### ACTION ITEM
Please output exactly the lines below, starting at the line that has "Guideline: for each instance of the bare shrub, put" and ending at the line that has "Guideline: for each instance of the wall-mounted", both included; leave out all pictures and include nothing else.

*** PROVIDED MATERIAL

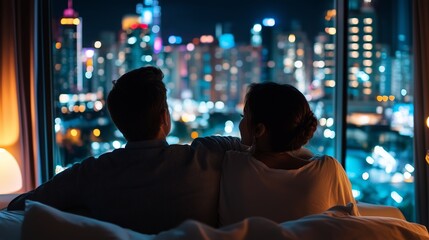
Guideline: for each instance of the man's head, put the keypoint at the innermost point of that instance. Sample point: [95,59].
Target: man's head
[138,104]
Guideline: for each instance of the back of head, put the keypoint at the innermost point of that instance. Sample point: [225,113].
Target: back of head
[136,103]
[284,111]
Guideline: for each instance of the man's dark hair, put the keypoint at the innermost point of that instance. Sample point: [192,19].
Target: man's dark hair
[284,111]
[136,103]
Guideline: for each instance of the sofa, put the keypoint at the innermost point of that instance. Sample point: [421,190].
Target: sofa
[40,221]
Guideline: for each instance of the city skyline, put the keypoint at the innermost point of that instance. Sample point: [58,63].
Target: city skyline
[191,18]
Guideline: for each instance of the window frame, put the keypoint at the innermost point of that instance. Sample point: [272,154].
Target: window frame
[44,87]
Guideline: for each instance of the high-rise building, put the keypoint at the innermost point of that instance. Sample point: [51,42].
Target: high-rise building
[68,46]
[292,60]
[362,61]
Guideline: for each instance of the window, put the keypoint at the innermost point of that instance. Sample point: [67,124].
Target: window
[207,69]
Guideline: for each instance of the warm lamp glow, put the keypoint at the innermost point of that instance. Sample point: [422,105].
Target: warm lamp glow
[10,174]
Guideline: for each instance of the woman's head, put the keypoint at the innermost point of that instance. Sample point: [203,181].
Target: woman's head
[137,103]
[283,112]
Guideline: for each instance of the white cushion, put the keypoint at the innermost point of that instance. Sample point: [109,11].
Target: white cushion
[45,222]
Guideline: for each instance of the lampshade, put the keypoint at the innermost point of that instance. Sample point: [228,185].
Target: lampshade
[10,173]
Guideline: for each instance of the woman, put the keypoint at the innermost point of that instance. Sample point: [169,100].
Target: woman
[277,178]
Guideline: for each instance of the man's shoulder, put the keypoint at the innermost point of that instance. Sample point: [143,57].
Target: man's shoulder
[223,141]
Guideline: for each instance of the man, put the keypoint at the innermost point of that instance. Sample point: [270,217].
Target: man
[148,186]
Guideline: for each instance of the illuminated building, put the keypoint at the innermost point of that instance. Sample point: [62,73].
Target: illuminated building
[67,48]
[140,40]
[363,82]
[292,59]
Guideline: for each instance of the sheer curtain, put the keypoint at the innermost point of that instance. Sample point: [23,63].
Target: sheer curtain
[17,96]
[421,76]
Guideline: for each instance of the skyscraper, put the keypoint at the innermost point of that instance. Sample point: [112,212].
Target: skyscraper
[68,68]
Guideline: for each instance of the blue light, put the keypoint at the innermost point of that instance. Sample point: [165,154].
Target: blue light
[268,22]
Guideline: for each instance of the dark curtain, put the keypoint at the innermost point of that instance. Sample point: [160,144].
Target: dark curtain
[421,120]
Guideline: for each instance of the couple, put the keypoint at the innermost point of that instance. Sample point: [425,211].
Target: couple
[150,186]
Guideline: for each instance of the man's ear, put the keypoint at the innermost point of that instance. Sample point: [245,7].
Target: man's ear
[260,130]
[165,118]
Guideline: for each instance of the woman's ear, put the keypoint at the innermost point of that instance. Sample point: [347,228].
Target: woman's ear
[260,130]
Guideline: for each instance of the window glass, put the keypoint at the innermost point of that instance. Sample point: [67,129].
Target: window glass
[380,114]
[211,51]
[208,60]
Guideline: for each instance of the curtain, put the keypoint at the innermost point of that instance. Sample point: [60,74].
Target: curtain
[421,76]
[17,101]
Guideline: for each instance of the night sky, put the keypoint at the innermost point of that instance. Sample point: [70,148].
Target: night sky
[193,18]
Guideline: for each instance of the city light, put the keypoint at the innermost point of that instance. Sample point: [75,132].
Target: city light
[395,196]
[97,44]
[207,76]
[268,22]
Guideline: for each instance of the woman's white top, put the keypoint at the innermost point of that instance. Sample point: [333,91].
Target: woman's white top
[250,188]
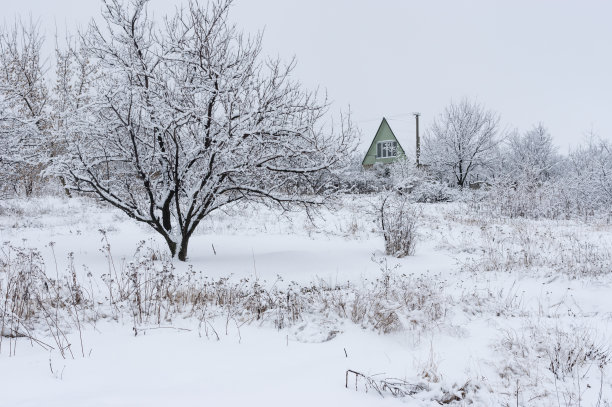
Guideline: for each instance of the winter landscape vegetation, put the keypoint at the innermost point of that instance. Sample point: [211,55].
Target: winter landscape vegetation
[184,223]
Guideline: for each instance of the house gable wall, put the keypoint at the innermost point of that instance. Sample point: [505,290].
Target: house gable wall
[384,133]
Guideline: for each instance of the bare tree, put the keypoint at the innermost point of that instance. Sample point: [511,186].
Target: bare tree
[461,141]
[24,104]
[185,117]
[532,156]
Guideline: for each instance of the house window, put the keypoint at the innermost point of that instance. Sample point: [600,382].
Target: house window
[385,149]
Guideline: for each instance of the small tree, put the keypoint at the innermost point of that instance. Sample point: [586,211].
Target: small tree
[461,141]
[532,156]
[184,118]
[24,107]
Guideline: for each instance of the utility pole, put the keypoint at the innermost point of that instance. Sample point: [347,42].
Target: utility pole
[418,150]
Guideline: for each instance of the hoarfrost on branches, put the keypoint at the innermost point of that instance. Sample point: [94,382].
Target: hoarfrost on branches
[185,117]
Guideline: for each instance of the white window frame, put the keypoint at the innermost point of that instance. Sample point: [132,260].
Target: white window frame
[386,148]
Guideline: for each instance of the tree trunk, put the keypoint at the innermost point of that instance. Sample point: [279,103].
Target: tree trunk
[166,219]
[182,255]
[171,247]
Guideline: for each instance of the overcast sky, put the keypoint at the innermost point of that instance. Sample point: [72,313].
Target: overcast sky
[531,61]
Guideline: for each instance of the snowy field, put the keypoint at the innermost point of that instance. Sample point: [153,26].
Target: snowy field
[487,312]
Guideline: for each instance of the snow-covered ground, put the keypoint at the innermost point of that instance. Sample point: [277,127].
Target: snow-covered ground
[493,312]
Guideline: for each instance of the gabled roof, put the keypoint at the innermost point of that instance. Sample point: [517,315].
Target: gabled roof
[383,133]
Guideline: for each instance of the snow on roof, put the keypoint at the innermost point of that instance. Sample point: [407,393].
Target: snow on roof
[403,127]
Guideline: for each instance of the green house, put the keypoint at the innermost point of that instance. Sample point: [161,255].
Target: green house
[385,148]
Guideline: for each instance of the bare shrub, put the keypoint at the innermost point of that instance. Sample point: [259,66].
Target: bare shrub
[550,363]
[399,221]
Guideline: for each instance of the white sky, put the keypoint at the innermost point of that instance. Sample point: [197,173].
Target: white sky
[532,61]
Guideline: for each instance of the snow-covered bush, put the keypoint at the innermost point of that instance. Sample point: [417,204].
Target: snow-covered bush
[550,363]
[399,221]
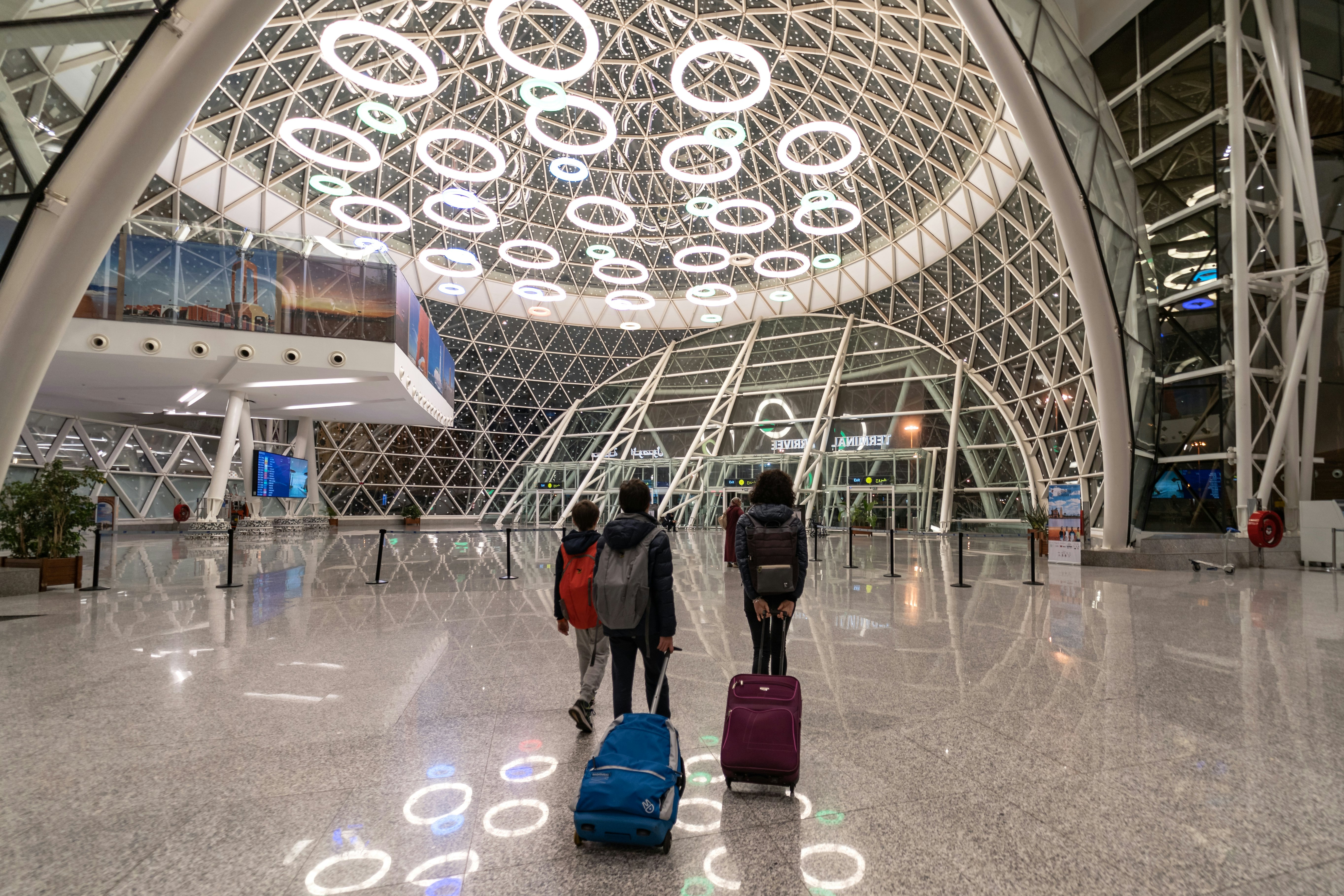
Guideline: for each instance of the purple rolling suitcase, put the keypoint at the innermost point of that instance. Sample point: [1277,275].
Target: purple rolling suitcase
[761,726]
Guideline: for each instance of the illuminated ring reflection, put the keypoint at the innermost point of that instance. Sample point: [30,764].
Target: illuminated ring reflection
[701,801]
[507,249]
[346,27]
[691,140]
[833,848]
[576,11]
[621,263]
[291,125]
[514,804]
[408,811]
[351,855]
[454,174]
[841,131]
[339,213]
[534,776]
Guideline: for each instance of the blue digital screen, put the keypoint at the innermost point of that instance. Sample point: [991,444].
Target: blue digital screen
[276,476]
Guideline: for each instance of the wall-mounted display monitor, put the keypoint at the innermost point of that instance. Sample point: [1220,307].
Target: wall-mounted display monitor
[277,476]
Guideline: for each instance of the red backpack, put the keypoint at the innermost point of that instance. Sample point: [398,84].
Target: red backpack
[577,588]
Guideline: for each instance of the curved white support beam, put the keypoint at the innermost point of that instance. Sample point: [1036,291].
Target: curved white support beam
[96,187]
[1073,223]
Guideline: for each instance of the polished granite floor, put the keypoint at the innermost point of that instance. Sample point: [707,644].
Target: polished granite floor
[1111,733]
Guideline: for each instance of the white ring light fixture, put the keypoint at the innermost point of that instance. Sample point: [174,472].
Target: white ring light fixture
[620,263]
[456,256]
[803,263]
[346,27]
[733,48]
[584,150]
[705,295]
[514,804]
[577,70]
[580,202]
[291,125]
[827,232]
[507,254]
[339,211]
[464,201]
[699,140]
[454,174]
[765,223]
[842,131]
[679,258]
[620,300]
[540,291]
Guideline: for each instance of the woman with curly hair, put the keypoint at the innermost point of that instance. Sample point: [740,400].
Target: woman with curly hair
[772,511]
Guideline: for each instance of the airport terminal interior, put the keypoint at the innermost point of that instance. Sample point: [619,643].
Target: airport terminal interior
[996,347]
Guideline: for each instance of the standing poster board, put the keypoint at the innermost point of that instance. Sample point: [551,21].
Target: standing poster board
[1065,504]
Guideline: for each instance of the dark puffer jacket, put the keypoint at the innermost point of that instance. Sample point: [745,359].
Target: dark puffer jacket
[623,534]
[769,515]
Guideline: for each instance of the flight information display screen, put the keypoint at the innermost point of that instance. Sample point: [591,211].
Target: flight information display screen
[277,476]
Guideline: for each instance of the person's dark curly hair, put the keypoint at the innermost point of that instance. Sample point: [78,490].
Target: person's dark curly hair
[773,487]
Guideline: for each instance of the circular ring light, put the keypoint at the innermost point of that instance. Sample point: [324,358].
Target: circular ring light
[803,263]
[466,201]
[584,150]
[346,27]
[620,300]
[339,211]
[679,260]
[456,256]
[576,11]
[693,140]
[580,202]
[527,93]
[560,166]
[514,804]
[369,112]
[740,134]
[330,186]
[827,232]
[507,249]
[623,263]
[452,134]
[765,223]
[291,125]
[706,295]
[842,131]
[540,291]
[734,48]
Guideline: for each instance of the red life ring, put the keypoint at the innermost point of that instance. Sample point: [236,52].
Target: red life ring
[1265,530]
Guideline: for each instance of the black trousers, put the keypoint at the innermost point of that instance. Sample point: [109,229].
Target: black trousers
[623,676]
[776,659]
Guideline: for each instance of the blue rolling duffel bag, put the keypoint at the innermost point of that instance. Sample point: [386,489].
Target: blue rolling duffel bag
[634,785]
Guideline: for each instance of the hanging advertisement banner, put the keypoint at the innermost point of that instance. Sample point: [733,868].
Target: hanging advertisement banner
[1065,504]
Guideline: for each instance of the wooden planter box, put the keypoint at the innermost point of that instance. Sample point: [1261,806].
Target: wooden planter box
[53,570]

******

### EXERCISE OUTPUT
Guideline: for each instance of the bare shrub, put the keypoint at the innermost point of that instance. Sample point: [259,66].
Target: bare shrub
[550,363]
[399,221]
Guideline: for each instance of the white sky, put the keypoint at the innermost point of that instance. Sample point: [197,173].
Target: white sky
[532,61]
Guideline: for each instance of the snow-covered bush, put the keypoint at the innermost point of that instance. Sample point: [417,204].
Target: snow-covered bush
[550,363]
[399,221]
Guideline: for each instance of the purple rolling suitcase, put the keypoint at the innermost point of that instance. Sample point: [1277,275].
Target: purple rolling suitcase
[761,726]
Guideline: for each instance of the illuminated ring reflection, put the keypoint at the innermost point of that instance. Sample point: [30,764].
Target: illuminated ring reflection
[701,801]
[507,249]
[346,27]
[691,140]
[833,848]
[576,11]
[621,263]
[291,125]
[514,804]
[408,811]
[351,855]
[454,174]
[841,131]
[339,213]
[534,776]
Guideline: for each instance of the blue digital screen, put the keypoint at the innermost point of that instance. Sample point: [991,444].
Target: blue digital screen
[276,476]
Guideline: for each instance of the wall-mounted display monitor, put the keypoint at the innermost point of that instance. Sample point: [1220,307].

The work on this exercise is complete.